• _What you need to do_
Would you write out the listing verbatim and skip every picture in it?

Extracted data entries
⟨
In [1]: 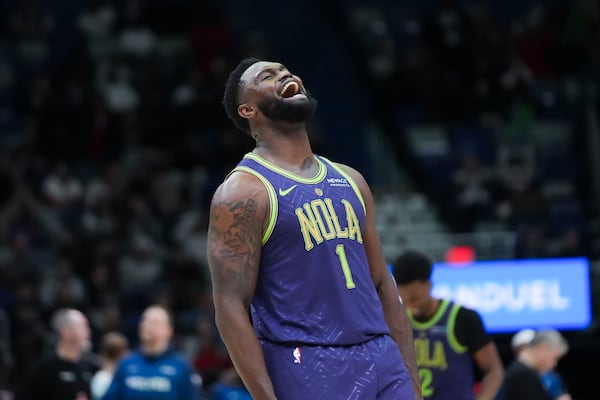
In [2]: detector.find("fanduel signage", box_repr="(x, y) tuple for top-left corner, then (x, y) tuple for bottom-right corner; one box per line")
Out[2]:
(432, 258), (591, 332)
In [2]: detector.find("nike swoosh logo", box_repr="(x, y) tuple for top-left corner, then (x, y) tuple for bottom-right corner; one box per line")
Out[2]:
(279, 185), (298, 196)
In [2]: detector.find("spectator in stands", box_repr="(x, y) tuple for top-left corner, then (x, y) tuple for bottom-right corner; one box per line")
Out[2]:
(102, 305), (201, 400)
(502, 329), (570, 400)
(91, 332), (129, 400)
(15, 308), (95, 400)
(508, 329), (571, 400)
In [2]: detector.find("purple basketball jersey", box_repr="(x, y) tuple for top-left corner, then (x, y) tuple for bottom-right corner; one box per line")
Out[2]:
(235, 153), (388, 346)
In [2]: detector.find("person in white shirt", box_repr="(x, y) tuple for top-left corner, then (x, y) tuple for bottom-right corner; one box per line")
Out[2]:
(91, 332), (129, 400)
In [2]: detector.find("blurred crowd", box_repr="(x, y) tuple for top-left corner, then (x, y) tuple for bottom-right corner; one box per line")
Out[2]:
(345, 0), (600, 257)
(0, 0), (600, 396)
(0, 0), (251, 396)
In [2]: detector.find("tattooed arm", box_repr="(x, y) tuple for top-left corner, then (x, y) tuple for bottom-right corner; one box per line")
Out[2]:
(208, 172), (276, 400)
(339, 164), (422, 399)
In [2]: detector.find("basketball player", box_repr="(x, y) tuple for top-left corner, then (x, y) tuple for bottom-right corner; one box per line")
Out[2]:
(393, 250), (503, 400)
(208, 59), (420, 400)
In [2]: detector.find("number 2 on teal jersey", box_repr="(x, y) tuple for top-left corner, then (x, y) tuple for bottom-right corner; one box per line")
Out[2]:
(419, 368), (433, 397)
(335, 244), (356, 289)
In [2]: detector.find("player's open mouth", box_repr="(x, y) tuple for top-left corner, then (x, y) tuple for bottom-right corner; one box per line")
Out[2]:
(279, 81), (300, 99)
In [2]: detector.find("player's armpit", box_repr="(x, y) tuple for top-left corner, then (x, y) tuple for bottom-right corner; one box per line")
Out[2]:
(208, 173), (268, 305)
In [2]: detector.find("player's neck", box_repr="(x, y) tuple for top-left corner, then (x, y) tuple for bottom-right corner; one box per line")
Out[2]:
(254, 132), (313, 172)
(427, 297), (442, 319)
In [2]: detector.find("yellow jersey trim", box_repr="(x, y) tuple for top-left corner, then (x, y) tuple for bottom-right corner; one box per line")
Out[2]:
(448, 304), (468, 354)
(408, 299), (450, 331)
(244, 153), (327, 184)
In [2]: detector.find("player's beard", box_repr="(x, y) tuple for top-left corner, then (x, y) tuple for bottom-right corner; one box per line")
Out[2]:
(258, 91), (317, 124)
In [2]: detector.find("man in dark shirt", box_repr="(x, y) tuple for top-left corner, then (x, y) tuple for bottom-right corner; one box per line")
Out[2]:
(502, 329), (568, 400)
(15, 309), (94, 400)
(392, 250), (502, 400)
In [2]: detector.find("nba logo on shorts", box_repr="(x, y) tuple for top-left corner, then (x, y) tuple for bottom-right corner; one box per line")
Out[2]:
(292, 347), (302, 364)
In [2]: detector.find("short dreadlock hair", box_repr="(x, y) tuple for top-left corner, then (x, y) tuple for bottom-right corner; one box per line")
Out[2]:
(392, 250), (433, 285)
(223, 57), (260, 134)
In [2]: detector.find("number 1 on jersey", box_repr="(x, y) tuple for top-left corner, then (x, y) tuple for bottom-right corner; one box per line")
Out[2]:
⟩
• _Written solution_
In [1]: 
In [2]: detector.find("fanduel signage", box_repr="(x, y) tuple for top-left corner, then (x, y) tuple for bottom-right corner; one box per line")
Out[2]:
(432, 258), (591, 332)
In [2]: detector.find("nike swoosh logo", box_repr="(x, y) tuple for top-left corner, then (x, y) tuple for bottom-right corner; one box per line")
Out[2]:
(279, 185), (298, 196)
In [2]: detector.find("spectator in stands", box_repr="(x, y) tuple for top-left corner, then (x, y) tuple for bottom-right corner; one box per line")
Out[2]:
(102, 305), (201, 400)
(502, 329), (570, 400)
(91, 332), (129, 400)
(15, 308), (95, 400)
(508, 329), (571, 400)
In [2]: detector.find("purple basketball jersey", box_repr="(x, y) tuple for top-left corner, then (x, y) tuple for bottom-right corner; one box per line")
Out[2]:
(235, 153), (388, 346)
In [2]: detector.find("person in white shirt", box_repr="(x, y) tuple for top-left corner, then (x, y) tuple for bottom-right corner; one box per line")
Out[2]:
(91, 332), (129, 400)
In [2]: detector.find("blurred crowd", box_repr="(x, y) tuple for top-left corner, then (x, y) tuple for bottom-right corner; one box per line")
Out[2]:
(345, 0), (600, 257)
(0, 0), (600, 396)
(0, 0), (251, 396)
In [2]: detector.find("tattooed arm", box_repr="(x, y) tuple for top-left corner, then (x, y) tuple for bottom-right corner; one box per line")
Out[2]:
(208, 172), (276, 400)
(339, 164), (422, 399)
In [2]: detector.find("basketball player", box_repr="(x, y) tuple for top-left corner, then (x, y) tuple for bottom-right corner; one box per line")
Out[2]:
(393, 250), (503, 400)
(208, 59), (420, 400)
In [2]: detector.find("number 2 on teal jersey", box_repr="(x, y) tuple for top-left corner, then (x, y) tuple for bottom-right corner; one box per line")
Out[2]:
(419, 368), (433, 397)
(335, 244), (356, 289)
In [2]: detector.find("player's open mouth", box_repr="(x, y) tuple for top-left corner, then (x, y) tuple for bottom-right corner; one box per line")
Out[2]:
(279, 81), (300, 99)
In [2]: detector.find("player's armpit", box_repr="(x, y) tuple for top-left corner, then (x, y) tuple for bottom-right corner; one box per line")
Out[2]:
(208, 173), (268, 305)
In [2]: detector.find("player's neck", box_repr="(x, y) tuple for top-left corner, then (x, y) tuple for bottom-right corner; one box per line")
Out[2]:
(254, 132), (313, 172)
(427, 297), (442, 319)
In [2]: detector.find("yellow jersey trim", box_repr="(x, y) tuple for top-left corner, then (x, y) tuple for bottom-right corner; one box per line")
Out[2]:
(448, 304), (468, 354)
(408, 299), (450, 331)
(244, 153), (327, 184)
In [2]: detector.find("player's beard", box_repr="(x, y) tuple for top-left corner, then (x, y) tuple for bottom-right corner; one box per line")
Out[2]:
(258, 91), (317, 124)
In [2]: detector.find("man in dark shirt", box_repr="(x, y) tuple for top-left corner, then (x, y) tuple for bottom-right corner; one box per line")
Out[2]:
(502, 329), (568, 400)
(15, 309), (94, 400)
(392, 250), (502, 400)
In [2]: detector.find("nba logo on shorts", box_repr="(x, y) tuple for top-left corner, then (x, y) tuple for bottom-right corner; one box per line")
Out[2]:
(292, 347), (302, 364)
In [2]: detector.find("short dreadlock hair", box_repr="(x, y) tuple for top-left corner, then (x, y) tuple for bottom-right corner; one box per line")
Out[2]:
(392, 250), (433, 285)
(223, 57), (260, 134)
In [2]: detector.find("number 1 on jersey", box_repr="(x, y) tuple for top-left corner, then (x, y) tuple for bottom-right corner; one box per line")
Out[2]:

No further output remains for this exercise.